[Supplied records — start]
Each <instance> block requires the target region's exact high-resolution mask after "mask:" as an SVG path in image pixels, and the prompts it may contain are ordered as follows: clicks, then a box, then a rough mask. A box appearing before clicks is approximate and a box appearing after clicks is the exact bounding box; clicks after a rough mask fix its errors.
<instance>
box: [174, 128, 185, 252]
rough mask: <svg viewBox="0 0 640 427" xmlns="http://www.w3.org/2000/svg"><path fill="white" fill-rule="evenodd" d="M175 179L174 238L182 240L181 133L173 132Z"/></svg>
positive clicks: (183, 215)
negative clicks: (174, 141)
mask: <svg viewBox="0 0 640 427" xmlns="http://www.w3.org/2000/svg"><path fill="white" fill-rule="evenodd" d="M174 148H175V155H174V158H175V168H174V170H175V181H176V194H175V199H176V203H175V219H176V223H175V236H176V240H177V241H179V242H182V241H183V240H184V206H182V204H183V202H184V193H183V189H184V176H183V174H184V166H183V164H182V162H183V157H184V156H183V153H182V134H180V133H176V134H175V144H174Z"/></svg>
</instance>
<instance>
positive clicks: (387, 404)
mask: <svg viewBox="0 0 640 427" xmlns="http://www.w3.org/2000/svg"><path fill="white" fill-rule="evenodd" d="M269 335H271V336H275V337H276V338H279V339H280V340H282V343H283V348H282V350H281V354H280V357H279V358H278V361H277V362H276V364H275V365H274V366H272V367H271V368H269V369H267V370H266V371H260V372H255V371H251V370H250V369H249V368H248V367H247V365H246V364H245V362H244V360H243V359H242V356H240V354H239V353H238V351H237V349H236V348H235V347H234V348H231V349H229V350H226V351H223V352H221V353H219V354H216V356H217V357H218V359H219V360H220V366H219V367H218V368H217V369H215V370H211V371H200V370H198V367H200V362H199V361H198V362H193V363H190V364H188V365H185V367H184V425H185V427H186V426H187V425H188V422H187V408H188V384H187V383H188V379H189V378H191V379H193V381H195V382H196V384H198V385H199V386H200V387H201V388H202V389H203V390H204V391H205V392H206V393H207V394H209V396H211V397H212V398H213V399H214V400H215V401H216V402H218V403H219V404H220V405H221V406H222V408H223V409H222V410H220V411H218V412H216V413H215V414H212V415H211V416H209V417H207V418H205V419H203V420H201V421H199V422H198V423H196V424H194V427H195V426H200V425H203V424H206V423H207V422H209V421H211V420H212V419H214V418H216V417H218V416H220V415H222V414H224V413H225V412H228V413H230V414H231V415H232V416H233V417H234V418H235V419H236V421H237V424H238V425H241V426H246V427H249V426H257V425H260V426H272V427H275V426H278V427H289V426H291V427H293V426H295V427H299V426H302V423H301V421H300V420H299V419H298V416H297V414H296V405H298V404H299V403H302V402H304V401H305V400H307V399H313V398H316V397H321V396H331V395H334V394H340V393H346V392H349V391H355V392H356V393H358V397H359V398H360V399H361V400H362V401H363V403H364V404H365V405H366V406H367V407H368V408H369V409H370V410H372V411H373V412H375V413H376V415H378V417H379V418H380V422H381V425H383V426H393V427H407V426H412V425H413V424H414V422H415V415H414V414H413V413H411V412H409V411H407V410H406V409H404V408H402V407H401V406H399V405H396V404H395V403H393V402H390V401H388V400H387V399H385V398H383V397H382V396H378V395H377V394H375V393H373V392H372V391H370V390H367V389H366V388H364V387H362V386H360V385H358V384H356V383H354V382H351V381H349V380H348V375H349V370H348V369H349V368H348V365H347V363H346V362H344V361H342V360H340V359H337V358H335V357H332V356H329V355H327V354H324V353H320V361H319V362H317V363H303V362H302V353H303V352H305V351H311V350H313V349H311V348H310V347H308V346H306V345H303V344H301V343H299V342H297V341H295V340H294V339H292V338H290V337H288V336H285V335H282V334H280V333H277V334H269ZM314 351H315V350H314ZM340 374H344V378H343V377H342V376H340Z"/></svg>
[Supplied records — finish]
[Supplied records — start]
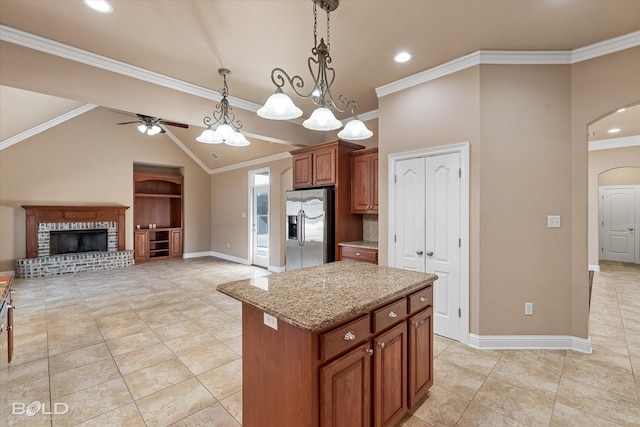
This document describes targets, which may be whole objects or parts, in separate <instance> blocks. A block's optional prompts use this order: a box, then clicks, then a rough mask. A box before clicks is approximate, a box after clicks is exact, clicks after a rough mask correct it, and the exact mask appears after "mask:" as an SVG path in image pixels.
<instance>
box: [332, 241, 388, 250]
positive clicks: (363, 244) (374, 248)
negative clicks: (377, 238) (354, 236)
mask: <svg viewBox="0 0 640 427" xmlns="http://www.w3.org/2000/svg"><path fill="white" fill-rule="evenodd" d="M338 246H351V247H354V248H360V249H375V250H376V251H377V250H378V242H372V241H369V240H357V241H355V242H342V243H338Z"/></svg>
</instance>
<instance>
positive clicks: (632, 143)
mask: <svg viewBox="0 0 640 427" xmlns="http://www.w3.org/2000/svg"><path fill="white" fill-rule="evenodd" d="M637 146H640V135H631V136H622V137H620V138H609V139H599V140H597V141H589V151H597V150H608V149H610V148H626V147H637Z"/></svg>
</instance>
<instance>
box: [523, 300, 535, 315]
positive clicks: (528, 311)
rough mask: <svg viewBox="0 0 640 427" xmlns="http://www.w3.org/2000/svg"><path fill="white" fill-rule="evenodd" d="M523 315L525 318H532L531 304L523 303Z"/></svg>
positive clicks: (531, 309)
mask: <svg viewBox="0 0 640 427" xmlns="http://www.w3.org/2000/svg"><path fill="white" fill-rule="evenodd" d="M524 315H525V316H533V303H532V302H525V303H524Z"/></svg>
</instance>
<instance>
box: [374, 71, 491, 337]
[Supplied records — finish]
[Supplied records — start]
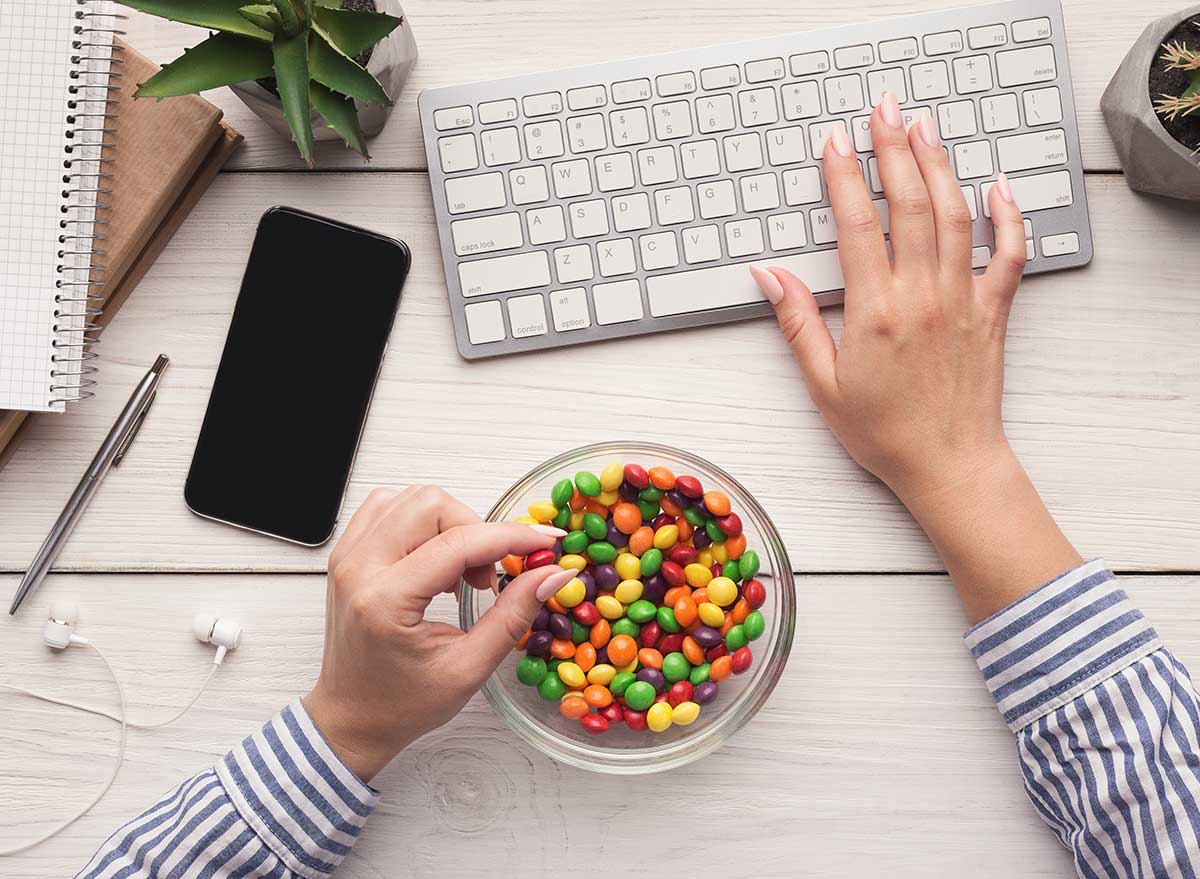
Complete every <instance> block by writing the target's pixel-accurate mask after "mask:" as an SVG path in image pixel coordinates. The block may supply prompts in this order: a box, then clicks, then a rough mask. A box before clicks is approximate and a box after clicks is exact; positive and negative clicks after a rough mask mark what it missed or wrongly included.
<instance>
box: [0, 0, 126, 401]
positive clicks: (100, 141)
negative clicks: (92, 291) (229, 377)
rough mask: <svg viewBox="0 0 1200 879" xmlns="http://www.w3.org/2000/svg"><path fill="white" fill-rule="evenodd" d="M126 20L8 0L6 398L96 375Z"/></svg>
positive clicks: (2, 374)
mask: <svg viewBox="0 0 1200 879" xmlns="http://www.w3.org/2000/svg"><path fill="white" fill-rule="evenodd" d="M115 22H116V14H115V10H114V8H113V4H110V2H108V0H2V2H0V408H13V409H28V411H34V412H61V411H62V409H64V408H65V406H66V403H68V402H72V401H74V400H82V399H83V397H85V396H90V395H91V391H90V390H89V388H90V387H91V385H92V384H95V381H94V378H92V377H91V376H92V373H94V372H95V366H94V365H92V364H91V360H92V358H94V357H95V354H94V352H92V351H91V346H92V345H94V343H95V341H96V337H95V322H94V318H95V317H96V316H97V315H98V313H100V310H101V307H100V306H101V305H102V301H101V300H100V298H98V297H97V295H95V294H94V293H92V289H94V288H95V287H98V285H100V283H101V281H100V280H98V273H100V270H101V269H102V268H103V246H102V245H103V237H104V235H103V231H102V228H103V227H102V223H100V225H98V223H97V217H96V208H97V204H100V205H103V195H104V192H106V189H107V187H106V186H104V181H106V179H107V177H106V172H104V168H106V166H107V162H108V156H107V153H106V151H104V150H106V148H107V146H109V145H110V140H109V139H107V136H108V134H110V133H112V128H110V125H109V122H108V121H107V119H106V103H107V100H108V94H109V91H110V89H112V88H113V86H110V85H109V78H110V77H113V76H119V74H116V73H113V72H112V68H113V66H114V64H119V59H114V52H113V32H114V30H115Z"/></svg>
[Supplied records — finish]
What to work on. Only a number is wanted here: how many lines of the records above contain "this".

Your response. 2